■ TO DO: List each line in the listing below that contains the string "records". Case counts.

■ GIVEN DATA:
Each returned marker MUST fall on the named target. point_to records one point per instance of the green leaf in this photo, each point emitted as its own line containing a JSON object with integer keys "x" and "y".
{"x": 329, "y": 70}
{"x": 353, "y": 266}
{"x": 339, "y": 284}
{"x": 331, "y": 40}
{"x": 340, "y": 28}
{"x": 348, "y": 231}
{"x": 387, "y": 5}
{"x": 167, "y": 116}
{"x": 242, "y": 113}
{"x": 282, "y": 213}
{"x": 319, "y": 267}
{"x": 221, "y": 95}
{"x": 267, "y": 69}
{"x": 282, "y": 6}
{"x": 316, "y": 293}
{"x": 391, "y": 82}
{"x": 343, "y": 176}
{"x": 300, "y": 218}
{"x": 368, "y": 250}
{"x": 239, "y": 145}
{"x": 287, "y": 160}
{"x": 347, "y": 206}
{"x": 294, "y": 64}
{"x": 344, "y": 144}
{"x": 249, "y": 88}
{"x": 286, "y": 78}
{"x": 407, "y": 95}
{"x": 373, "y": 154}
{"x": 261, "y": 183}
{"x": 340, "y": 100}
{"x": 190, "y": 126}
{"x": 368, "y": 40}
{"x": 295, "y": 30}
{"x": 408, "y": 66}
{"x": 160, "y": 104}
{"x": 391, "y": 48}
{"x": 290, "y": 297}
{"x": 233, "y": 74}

---

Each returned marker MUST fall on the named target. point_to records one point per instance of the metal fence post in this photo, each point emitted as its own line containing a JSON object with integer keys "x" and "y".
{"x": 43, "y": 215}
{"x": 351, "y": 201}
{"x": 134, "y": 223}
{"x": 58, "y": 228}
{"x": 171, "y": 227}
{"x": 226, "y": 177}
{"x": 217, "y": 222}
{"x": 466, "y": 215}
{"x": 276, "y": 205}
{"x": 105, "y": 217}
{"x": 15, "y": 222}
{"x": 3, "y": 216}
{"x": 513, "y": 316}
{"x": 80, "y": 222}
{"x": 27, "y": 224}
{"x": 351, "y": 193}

■ RESULT:
Each returned marker MUST fall on the named target. point_to records one point per instance of the green leaf in this photo, each point emitted as its own line containing a JSON object with integer keys "x" and "y".
Each returned marker MUST fall on the named target. point_to records one point per instance of the metal fence post in this photo, each point emitted as its own line containing a JSON object with integer keys "x" and "y".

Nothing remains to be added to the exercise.